(Stored items from a collection)
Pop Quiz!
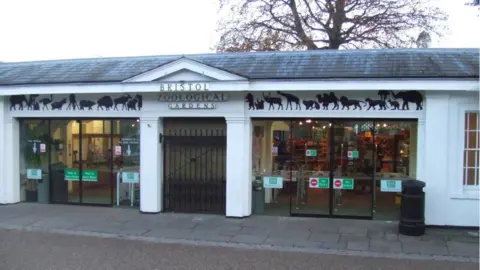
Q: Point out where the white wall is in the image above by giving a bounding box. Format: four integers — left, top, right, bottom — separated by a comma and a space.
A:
424, 92, 480, 226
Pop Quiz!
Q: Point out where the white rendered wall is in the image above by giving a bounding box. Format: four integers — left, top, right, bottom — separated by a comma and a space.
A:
226, 116, 252, 217
139, 116, 163, 213
424, 92, 479, 227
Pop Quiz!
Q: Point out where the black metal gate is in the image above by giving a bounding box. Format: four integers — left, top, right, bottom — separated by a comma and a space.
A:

- [About this task]
What you return must match the data above exactly, with no images included.

- [Completed task]
Pop Quiz!
Q: Point out where the white wall is in the image above by giving a bounding box. Format: four integers — left, top, right, bottom — separated by a comma and a space.
A:
424, 92, 480, 226
Pop Quiz!
Q: Point out where the white rendered wall is in the image above by giving a bounding box. Format: four integers — left, top, right, bottom — separated by a comma and a space.
A:
226, 116, 252, 217
139, 116, 163, 213
424, 92, 479, 227
Pop Quiz!
Q: Point out where the black metal gate is in the image above by giving a bounding box. Format: four integers — left, top, right, bottom — separated by a comma and a space.
A:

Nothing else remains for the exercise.